Good morning! We’re trying out Dynamic tasks for d...
# ask-the-community
s
Good morning! We’re trying out Dynamic tasks for distributed computing/forecasting and notice it takes over 8 minutes for Flyte to kick off the first task. Is this normal? (@Kelsey Messer FYI)
k
Can you check the timeline view
s
message has been deleted
k
It seems the dynamic task itself was processing?
Cc @Eduardo Apolinario (eapolinario)
s
I don’t think so. As you can see in the Nodes view, some ~150 tasks as spun up. This is the mock example that we’re using to test dynamic tasks:
Copy code
@task
def forecast_task(sd: StructuredDataset) -> StructuredDataset:
    df = sd.open(pd.DataFrame).all()
    df = df.rename(columns={"date": "ds", "avg_subs": "y"})
    df["ds"] = pd.to_datetime(df["ds"])

    results = []
    for g, d in df.groupby(["country", "associate_type", "category", "subcategory"]):
        m = Prophet()

Data segment —
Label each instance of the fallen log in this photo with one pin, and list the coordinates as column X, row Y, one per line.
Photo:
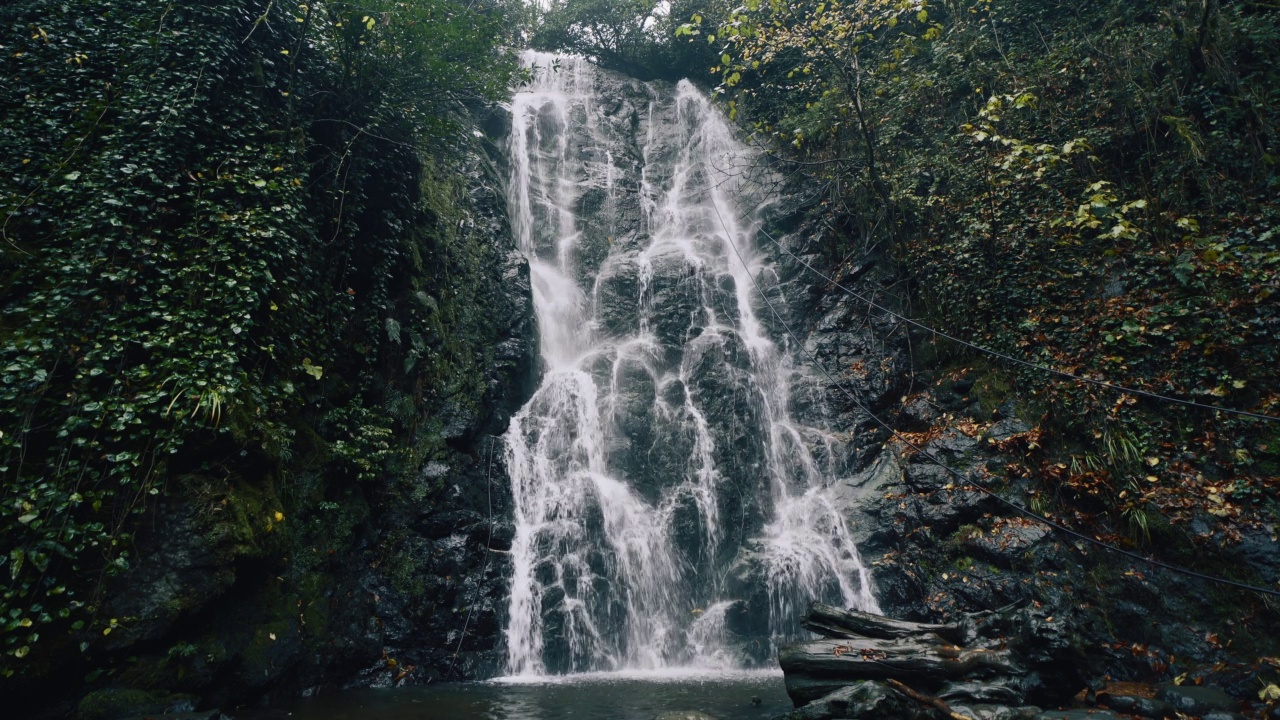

Tasks and exercises —
a) Update the Flyte thread by reproducing it from "Cc @Eduardo Apolinario" up to and including "m = Prophet()", with "results" replaced by "outputs".
b) Answer these questions from the Flyte thread:
(i) How long does it take Flyte to kick off the first task?
(ii) Roughly how many tasks does the Nodes view show as spun up?
(iii) In the mock example, which columns are renamed, and to what?

Expected answers —
a)
Cc @Eduardo Apolinario (eapolinario)
s
I don’t think so. As you can see in the Nodes view, some ~150 tasks as spun up. This is the mock example that we’re using to test dynamic tasks:
Copy code
@task
def forecast_task(sd: StructuredDataset) -> StructuredDataset:
    df = sd.open(pd.DataFrame).all()
    df = df.rename(columns={"date": "ds", "avg_subs": "y"})
    df["ds"] = pd.to_datetime(df["ds"])

    outputs = []
    for g, d in df.groupby(["country", "associate_type", "category", "subcategory"]):
        m = Prophet()

b)
(i) Over 8 minutes.
(ii) Some ~150 tasks.
(iii) "date" becomes "ds" and "avg_subs" becomes "y".